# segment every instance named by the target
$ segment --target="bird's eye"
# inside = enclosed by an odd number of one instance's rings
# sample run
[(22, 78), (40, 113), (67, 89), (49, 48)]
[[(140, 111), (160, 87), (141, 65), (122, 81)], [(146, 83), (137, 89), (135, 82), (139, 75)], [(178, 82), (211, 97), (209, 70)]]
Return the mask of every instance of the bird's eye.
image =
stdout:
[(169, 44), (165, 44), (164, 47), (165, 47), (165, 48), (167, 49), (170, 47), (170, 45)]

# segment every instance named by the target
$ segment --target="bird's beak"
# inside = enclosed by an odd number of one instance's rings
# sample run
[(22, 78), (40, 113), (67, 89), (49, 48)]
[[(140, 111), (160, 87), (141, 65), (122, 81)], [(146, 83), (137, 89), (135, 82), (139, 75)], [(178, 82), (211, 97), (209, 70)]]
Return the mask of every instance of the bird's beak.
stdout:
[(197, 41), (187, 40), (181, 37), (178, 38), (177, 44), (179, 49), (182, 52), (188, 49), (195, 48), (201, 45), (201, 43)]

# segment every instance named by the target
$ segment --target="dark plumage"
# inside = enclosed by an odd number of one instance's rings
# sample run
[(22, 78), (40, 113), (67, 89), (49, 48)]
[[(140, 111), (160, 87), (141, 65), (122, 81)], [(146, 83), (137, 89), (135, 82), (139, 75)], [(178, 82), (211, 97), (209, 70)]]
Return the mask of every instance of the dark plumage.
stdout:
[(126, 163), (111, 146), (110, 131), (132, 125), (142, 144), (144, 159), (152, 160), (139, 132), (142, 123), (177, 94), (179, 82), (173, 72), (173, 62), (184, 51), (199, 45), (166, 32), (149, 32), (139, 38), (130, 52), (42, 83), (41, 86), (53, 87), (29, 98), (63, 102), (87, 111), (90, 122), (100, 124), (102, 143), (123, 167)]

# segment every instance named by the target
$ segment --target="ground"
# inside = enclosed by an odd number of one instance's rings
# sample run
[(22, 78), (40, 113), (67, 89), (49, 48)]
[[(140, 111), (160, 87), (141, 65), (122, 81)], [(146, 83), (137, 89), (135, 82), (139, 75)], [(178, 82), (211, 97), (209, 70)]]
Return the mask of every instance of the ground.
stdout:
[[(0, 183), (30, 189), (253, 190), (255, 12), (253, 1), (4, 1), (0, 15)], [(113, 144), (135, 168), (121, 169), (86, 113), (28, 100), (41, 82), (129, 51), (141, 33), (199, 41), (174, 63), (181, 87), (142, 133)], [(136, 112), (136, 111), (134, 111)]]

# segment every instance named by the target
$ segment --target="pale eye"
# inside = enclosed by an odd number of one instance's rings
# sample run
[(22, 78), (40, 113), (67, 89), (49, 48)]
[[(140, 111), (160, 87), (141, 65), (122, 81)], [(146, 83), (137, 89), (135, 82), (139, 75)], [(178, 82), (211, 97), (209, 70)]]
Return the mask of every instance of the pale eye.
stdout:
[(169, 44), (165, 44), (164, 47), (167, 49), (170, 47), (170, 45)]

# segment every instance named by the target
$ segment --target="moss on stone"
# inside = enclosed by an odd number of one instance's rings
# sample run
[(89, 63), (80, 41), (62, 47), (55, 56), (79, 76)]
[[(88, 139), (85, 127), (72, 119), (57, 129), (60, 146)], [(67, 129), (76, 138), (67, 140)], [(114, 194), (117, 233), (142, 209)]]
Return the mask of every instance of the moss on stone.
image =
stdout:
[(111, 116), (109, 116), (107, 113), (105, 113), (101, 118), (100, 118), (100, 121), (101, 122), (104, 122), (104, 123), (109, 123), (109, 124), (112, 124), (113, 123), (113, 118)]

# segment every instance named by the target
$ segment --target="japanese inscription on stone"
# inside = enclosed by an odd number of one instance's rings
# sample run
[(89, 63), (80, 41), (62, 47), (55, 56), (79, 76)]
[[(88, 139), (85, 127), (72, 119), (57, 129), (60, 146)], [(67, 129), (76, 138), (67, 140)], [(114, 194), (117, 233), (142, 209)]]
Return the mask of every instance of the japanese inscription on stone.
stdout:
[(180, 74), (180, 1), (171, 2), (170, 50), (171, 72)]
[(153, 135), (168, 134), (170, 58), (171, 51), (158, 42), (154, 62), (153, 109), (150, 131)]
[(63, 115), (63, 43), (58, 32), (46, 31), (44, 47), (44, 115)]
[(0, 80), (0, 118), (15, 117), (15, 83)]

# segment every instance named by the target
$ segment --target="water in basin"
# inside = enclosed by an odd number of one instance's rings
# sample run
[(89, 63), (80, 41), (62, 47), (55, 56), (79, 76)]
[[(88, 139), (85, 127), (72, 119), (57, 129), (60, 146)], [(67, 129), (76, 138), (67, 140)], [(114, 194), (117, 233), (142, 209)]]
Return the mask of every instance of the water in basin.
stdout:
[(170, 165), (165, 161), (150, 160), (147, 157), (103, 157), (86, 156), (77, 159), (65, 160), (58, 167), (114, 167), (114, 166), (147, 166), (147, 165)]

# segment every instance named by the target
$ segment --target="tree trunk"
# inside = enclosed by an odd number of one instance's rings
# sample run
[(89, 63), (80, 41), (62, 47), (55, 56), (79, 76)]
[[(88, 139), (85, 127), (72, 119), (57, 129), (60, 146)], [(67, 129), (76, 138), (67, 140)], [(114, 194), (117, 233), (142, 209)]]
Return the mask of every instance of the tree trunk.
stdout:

* _PROBLEMA BREVE_
Presenta todas las líneas del material anterior como una lista JSON de cadenas, con una cadena por línea y sin las líneas en blanco.

* _LA SOLUCIÓN_
[
  "# segment every instance named by the target",
  "$ segment --target=\"bird's eye\"",
  "# inside = enclosed by an odd number of one instance's rings",
  "# sample run",
  "[(22, 78), (40, 113), (67, 89), (49, 48)]",
  "[[(140, 111), (160, 87), (141, 65), (122, 81)], [(146, 83), (137, 89), (135, 82), (139, 75)], [(178, 82), (211, 97), (209, 70)]]",
  "Return the mask of every instance of the bird's eye.",
  "image =",
  "stdout:",
  "[(169, 44), (165, 44), (164, 47), (165, 47), (165, 48), (167, 49), (170, 47), (170, 45)]",
  "# segment every instance named by the target",
  "$ segment --target=\"bird's beak\"",
  "# inside = enclosed by an odd number of one instance's rings",
  "# sample run",
  "[(22, 78), (40, 113), (67, 89), (49, 48)]",
  "[[(140, 111), (160, 87), (141, 65), (122, 81)], [(146, 83), (137, 89), (135, 82), (139, 75)], [(178, 82), (211, 97), (209, 70)]]",
  "Return the mask of every instance of the bird's beak.",
  "stdout:",
  "[(197, 41), (187, 40), (181, 37), (178, 38), (177, 44), (179, 49), (182, 52), (188, 49), (195, 48), (201, 45), (201, 43)]",
  "# segment every instance named by the target",
  "$ segment --target=\"dark plumage\"",
  "# inside = enclosed by an odd number of one instance's rings",
  "# sample run",
  "[(22, 78), (40, 113), (67, 89), (49, 48)]",
  "[[(140, 111), (160, 87), (141, 65), (122, 81)], [(146, 83), (137, 89), (135, 82), (139, 75)], [(178, 82), (211, 97), (209, 70)]]",
  "Return the mask of every instance of the dark plumage.",
  "stdout:",
  "[(126, 163), (111, 146), (110, 131), (132, 125), (142, 144), (144, 159), (152, 160), (139, 132), (142, 123), (177, 94), (179, 82), (173, 72), (173, 62), (184, 51), (199, 45), (166, 32), (149, 32), (139, 38), (130, 52), (42, 83), (41, 86), (53, 87), (29, 98), (63, 102), (87, 111), (90, 122), (100, 124), (102, 143), (123, 167)]",
  "# segment every instance named by the target",
  "$ segment --target=\"ground\"",
  "# inside = enclosed by an odd number of one instance's rings",
  "# sample run",
  "[(22, 78), (40, 113), (67, 89), (49, 48)]",
  "[[(140, 111), (160, 87), (141, 65), (122, 81)], [(146, 83), (137, 89), (135, 82), (139, 75)], [(178, 82), (211, 97), (209, 70)]]",
  "Return the mask of every instance of the ground.",
  "stdout:",
  "[[(0, 183), (30, 189), (253, 190), (255, 12), (253, 1), (4, 1), (0, 15)], [(113, 144), (135, 168), (121, 169), (86, 113), (28, 100), (41, 82), (129, 51), (141, 33), (199, 41), (174, 63), (181, 87), (142, 133)], [(136, 112), (136, 111), (134, 111)]]",
  "# segment every instance named by the target",
  "$ segment --target=\"pale eye\"",
  "# inside = enclosed by an odd number of one instance's rings",
  "# sample run",
  "[(22, 78), (40, 113), (67, 89), (49, 48)]",
  "[[(140, 111), (160, 87), (141, 65), (122, 81)], [(146, 83), (137, 89), (135, 82), (139, 75)], [(178, 82), (211, 97), (209, 70)]]",
  "Return the mask of every instance of the pale eye.",
  "stdout:",
  "[(169, 44), (165, 44), (164, 47), (167, 49), (170, 47), (170, 45)]",
  "# segment every instance named by the target",
  "$ segment --target=\"moss on stone\"",
  "# inside = enclosed by an odd number of one instance's rings",
  "# sample run",
  "[(89, 63), (80, 41), (62, 47), (55, 56), (79, 76)]",
  "[[(88, 139), (85, 127), (72, 119), (57, 129), (60, 146)], [(67, 129), (76, 138), (67, 140)], [(114, 194), (117, 233), (142, 209)]]",
  "Return the mask of every instance of the moss on stone.",
  "image =",
  "stdout:",
  "[(111, 116), (109, 116), (107, 113), (105, 113), (101, 118), (100, 118), (100, 121), (101, 122), (104, 122), (104, 123), (109, 123), (109, 124), (112, 124), (113, 123), (113, 118)]",
  "# segment every instance named by the target",
  "$ segment --target=\"japanese inscription on stone\"",
  "# inside = enclosed by an odd number of one instance's rings",
  "# sample run",
  "[(89, 63), (80, 41), (62, 47), (55, 56), (79, 76)]",
  "[[(88, 139), (85, 127), (72, 119), (57, 129), (60, 146)], [(67, 129), (76, 138), (67, 140)], [(114, 194), (117, 233), (142, 209)]]",
  "Return the mask of every instance of the japanese inscription on stone.",
  "stdout:",
  "[(180, 74), (180, 1), (171, 2), (170, 50), (171, 72)]",
  "[(153, 135), (168, 134), (170, 58), (171, 51), (158, 42), (154, 62), (153, 109), (150, 131)]",
  "[(63, 115), (63, 43), (58, 32), (46, 31), (44, 47), (44, 115)]",
  "[(0, 80), (0, 118), (15, 117), (15, 83)]",
  "# segment every instance named by the target",
  "$ segment --target=\"water in basin\"",
  "# inside = enclosed by an odd number of one instance's rings",
  "# sample run",
  "[(89, 63), (80, 41), (62, 47), (55, 56), (79, 76)]",
  "[[(88, 139), (85, 127), (72, 119), (57, 129), (60, 146)], [(67, 129), (76, 138), (67, 140)], [(114, 194), (117, 233), (142, 209)]]",
  "Return the mask of every instance of the water in basin.",
  "stdout:",
  "[(170, 165), (165, 161), (150, 160), (147, 157), (103, 157), (86, 156), (77, 159), (65, 160), (58, 167), (114, 167), (114, 166), (147, 166), (147, 165)]",
  "# segment every instance named by the target",
  "$ segment --target=\"tree trunk\"",
  "# inside = enclosed by an odd number of one instance's rings",
  "# sample run",
  "[(89, 63), (80, 41), (62, 47), (55, 56), (79, 76)]",
  "[[(88, 139), (85, 127), (72, 119), (57, 129), (60, 146)], [(67, 129), (76, 138), (67, 140)], [(114, 194), (117, 233), (142, 209)]]",
  "Return the mask of every instance of the tree trunk.",
  "stdout:"
]